* _TEXT PROVIDED_:

——————

How are you?… and where are you ?
I’m at home in Sydney , finishing off some music . Im really good by the way…

Tell us about the new single “Moonlight” ?
“Moonlight” was written about a big night out in Sydney. its semi autobiographical. I wrote the words on a napkin in a club one night and sang them into my phone. Then I created the idea with my collaborator Steve Mellare, and we just crafted the song very quickly. I was so happy with it , i knew it had to be a single. It was the final track written for the album, along with another song “Roll The Dice”, which sounds nothing like “Moonlight”. It's my dance pop moment on the record. 

You’ve got an album in the works, what can you tell us about it?
The album is a long time coming, BUT it is coming in the next few months . I have about 17 songs already to go. The album is very electronic. quite old school dance, massive 90’s influence. I was listening to a lot of Pet Shop Boys and 90’s Rave at the time. Steve (Mellare), my producer is a massive fan of New Order and a lot of electronica. We meet somewhere in the middle. I also love the pop sensibilities of Kylie Minogue, Britney… good pop, well-written pop, so I have a healthy dose of that in there too. I have my collaborations with Chunky Astronaut and a hot feature with a female rapper MZ Sammy G, who slayed her verse in the track “Round N Round”… 

Is there a video planned for “Moonlight”?
yes Im doing it in a week, without giving too much away , think projections, lots of colours in darkness... Moody, sexy... 

You have Chunky Astronaut again remixing your track , and also DJ James Tobin. How did that come about?
I always have the “Chunky Man” on a single, as i think he’s awesome, and he delivers kickass remixes. The remix by James Tobin is brilliant. Im a big fan of his work as a remixer and a DJ. He’s an amazing DJ, so I just sent him a request and he said yes. Some remixers have a little ego about doing work, but he was amazingly easy to work with, and he delivered the goods. Its getting good spins in Europe, which is all I can ask for . He’s very talented, and I’m glad Ive got him now before everyone wants him. His remix of Greg Gould is hot. I would love to have him do more remixes. Who knows?

Its a great remix. Who is on your wish list of people to work with?

——————

* _SHORT TASK A_: In the interview about the single "Moonlight," what were the song's words first written on?
The interview has no connection to the listing.

——————

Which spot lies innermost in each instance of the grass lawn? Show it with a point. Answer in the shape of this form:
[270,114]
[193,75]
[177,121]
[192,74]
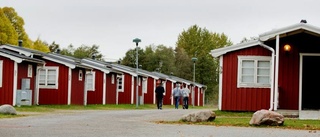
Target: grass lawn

——————

* _SHORT TASK B_: Report each line of the listing that contains the word "grass".

* _FULL SOLUTION A_: A napkin in a club.

* _FULL SOLUTION B_:
Which spot lies innermost in each instance of the grass lawn? Show it with a point. Answer in the shape of this form:
Target: grass lawn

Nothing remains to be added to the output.